◆ **Given entries**
#####

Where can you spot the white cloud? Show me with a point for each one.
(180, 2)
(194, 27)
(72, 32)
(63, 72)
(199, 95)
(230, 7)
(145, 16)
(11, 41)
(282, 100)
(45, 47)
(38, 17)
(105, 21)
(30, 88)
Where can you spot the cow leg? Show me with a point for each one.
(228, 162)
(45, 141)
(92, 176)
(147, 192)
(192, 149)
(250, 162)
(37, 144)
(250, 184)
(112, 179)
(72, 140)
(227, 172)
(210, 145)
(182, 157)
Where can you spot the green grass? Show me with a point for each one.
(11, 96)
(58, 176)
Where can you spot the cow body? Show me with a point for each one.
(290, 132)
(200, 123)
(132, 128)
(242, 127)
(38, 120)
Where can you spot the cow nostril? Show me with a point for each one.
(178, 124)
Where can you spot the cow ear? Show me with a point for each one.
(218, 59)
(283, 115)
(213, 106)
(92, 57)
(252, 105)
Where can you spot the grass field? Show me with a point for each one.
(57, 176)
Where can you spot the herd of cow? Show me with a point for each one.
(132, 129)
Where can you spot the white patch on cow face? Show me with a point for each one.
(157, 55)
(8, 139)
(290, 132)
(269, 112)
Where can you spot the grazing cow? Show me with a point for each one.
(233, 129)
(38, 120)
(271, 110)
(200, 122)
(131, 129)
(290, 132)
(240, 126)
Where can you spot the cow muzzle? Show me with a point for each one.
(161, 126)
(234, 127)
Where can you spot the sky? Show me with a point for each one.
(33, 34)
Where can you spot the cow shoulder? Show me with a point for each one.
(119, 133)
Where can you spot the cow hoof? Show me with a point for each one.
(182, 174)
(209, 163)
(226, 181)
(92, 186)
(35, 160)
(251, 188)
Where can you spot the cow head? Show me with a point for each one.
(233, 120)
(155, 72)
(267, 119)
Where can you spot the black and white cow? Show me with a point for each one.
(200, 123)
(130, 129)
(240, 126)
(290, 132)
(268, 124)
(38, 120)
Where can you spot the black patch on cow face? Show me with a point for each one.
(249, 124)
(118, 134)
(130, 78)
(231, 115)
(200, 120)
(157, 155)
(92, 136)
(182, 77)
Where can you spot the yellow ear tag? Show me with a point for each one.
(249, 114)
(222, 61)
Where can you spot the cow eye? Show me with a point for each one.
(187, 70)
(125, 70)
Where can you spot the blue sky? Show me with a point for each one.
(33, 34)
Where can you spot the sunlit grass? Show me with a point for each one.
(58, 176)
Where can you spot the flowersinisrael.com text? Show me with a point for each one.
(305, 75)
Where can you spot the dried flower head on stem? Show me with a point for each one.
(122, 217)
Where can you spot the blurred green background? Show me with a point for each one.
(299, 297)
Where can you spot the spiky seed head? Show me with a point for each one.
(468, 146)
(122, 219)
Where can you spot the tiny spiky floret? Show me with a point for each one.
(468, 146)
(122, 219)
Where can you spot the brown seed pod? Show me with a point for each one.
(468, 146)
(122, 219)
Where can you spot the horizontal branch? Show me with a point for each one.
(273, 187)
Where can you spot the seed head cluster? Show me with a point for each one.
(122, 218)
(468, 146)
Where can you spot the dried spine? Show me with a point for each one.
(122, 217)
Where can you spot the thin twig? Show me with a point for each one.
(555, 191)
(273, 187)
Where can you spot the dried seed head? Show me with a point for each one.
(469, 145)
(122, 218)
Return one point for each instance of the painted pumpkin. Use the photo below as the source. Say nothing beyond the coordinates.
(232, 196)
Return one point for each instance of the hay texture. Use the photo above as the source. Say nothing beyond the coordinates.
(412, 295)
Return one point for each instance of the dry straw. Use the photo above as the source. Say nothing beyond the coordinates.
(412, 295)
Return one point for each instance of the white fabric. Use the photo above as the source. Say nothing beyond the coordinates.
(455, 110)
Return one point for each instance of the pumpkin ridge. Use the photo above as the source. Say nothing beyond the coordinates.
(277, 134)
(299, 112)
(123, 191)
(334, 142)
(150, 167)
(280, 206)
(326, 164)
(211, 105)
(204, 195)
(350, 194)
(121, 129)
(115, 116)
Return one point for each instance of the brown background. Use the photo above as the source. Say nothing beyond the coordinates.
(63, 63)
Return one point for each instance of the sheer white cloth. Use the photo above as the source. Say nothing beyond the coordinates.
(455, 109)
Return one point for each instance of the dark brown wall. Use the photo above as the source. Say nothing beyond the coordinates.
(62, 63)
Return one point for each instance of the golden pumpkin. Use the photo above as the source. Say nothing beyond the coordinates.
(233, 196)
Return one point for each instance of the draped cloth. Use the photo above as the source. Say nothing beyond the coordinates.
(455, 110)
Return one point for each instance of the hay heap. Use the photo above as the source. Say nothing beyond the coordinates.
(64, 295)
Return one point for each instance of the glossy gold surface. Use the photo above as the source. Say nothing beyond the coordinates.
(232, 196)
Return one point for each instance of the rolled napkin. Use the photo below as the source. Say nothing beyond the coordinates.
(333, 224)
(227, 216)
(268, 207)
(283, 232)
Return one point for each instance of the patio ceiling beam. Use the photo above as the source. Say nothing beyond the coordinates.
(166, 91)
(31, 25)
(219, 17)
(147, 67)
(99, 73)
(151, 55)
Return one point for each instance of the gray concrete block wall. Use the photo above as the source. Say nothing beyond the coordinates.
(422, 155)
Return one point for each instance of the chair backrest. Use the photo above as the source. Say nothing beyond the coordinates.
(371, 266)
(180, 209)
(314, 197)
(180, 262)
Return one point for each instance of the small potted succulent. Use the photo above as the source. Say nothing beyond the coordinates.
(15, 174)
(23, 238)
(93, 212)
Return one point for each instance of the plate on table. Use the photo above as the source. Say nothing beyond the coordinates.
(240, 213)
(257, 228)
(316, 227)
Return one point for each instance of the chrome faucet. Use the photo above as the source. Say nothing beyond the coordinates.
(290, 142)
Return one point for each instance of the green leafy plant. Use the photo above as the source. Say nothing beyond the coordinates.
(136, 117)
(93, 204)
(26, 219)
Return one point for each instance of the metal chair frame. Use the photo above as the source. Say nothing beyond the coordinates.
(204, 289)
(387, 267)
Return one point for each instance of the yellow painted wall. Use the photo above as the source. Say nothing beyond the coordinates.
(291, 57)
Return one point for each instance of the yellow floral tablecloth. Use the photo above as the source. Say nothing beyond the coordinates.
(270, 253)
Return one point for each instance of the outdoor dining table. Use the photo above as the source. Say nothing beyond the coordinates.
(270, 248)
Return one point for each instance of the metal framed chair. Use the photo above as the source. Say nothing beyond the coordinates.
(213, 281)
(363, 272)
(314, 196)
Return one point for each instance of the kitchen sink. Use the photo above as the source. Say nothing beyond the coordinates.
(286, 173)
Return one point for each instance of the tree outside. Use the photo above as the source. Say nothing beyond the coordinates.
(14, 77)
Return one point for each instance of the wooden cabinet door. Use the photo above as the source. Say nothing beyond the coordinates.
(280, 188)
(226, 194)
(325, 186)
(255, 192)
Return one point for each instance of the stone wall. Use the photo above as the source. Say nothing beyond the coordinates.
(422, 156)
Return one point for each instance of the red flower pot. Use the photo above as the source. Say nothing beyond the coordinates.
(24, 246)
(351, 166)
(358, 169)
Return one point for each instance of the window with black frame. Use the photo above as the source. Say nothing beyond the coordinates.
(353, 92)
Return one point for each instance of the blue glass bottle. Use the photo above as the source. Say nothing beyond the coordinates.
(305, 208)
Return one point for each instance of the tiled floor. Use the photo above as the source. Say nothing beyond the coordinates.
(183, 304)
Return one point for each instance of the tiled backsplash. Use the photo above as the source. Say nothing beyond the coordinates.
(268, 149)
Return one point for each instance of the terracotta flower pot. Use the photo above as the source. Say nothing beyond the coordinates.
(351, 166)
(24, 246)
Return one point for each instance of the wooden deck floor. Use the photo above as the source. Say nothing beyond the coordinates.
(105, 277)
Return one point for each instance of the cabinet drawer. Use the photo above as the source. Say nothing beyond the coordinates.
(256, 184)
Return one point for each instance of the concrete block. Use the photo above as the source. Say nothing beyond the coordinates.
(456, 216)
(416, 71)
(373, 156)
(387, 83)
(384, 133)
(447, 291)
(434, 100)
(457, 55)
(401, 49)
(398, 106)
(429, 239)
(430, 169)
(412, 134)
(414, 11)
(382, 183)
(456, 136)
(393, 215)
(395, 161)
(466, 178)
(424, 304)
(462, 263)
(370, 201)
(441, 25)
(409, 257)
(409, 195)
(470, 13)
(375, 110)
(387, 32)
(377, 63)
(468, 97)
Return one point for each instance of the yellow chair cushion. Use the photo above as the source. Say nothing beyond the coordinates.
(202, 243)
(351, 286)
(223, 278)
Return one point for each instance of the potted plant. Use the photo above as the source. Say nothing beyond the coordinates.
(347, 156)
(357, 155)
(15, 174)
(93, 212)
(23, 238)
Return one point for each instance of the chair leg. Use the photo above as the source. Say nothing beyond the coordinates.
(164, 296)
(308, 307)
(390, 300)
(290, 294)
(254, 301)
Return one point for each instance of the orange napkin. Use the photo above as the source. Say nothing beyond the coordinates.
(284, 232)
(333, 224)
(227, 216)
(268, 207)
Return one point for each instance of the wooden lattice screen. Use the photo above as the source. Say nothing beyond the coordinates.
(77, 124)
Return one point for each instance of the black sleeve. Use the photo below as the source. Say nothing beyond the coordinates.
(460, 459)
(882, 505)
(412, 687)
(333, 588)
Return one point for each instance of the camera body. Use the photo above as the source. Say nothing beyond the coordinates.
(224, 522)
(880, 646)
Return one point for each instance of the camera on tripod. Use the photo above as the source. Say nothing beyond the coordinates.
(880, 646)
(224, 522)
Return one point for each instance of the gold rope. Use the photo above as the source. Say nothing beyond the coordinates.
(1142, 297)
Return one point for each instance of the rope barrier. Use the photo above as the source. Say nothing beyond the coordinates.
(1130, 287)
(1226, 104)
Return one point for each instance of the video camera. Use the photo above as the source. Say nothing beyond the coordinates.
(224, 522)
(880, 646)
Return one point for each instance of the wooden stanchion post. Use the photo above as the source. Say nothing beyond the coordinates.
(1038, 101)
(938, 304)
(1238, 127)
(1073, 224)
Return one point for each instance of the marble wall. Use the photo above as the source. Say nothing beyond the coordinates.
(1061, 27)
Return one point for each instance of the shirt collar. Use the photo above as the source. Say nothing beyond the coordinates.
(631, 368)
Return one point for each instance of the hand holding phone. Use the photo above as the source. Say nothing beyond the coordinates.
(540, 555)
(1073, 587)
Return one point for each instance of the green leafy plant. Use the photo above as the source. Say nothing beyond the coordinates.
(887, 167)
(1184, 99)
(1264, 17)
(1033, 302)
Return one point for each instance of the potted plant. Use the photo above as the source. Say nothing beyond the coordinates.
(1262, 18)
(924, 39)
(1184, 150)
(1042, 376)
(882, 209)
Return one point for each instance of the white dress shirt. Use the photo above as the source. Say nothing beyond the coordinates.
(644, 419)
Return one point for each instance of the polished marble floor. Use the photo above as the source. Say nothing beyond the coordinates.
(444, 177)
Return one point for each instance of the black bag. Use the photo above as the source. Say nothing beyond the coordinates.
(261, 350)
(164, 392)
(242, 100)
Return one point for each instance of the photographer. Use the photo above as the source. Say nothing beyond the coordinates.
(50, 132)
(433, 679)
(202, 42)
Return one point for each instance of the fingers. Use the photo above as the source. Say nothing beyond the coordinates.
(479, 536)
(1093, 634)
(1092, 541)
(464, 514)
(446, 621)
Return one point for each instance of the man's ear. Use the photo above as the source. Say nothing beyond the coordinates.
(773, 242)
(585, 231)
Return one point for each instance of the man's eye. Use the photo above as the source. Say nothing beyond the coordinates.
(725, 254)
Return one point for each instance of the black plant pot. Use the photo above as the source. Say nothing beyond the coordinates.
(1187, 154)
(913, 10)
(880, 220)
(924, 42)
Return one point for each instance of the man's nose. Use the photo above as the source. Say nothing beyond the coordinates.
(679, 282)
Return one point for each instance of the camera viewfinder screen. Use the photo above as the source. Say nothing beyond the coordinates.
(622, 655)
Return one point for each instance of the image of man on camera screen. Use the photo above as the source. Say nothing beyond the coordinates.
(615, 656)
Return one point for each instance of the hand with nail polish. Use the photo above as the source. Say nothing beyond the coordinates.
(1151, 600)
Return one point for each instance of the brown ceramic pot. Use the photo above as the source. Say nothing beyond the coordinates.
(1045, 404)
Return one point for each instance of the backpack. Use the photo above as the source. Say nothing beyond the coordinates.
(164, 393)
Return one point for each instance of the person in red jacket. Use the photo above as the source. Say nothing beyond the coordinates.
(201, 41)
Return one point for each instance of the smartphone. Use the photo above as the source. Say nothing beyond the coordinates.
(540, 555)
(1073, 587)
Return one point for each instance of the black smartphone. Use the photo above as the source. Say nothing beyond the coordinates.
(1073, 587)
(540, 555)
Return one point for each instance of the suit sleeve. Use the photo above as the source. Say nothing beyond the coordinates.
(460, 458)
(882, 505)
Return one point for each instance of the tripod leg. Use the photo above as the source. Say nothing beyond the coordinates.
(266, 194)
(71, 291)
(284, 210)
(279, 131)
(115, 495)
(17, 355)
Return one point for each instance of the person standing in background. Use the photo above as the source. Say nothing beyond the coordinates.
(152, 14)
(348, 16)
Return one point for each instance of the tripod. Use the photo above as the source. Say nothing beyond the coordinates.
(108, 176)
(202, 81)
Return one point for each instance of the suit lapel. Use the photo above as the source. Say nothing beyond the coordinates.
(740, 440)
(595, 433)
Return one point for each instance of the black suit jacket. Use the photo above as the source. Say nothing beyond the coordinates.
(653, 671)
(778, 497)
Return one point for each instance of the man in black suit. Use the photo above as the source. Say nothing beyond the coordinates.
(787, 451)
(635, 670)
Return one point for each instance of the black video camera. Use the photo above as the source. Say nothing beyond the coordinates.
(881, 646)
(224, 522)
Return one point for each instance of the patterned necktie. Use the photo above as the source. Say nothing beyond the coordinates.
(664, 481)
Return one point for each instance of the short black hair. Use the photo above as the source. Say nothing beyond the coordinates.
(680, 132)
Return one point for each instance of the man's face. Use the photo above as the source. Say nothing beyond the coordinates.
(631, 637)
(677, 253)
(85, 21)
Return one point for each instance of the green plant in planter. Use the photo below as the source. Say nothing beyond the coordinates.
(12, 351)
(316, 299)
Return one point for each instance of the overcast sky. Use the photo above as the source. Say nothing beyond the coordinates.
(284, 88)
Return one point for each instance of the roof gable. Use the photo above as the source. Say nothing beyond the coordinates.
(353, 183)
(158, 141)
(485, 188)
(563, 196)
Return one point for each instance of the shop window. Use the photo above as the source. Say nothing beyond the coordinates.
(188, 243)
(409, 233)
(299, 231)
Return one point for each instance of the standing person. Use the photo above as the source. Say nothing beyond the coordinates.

#####

◆ **Problem details**
Return, without any change, only the lines from the one containing "Return one point for each instance of the overcast" through the last line of the entries above.

◆ **Output for this exercise**
Return one point for each instance of the overcast sky. Use the photo above as the source. Say nothing beyond the coordinates.
(284, 88)
Return one point for each instance of the roof gable. Use the photo above as the source. Say nothing beyond the coordinates.
(353, 183)
(158, 141)
(485, 188)
(563, 196)
Return one point for each instance of the shop window. Use the photo above as the source. Say nothing beyond the coordinates.
(188, 243)
(409, 233)
(299, 231)
Return one point for each instance of the standing person. Use the photo above as the source. Say nothing beyond the coordinates.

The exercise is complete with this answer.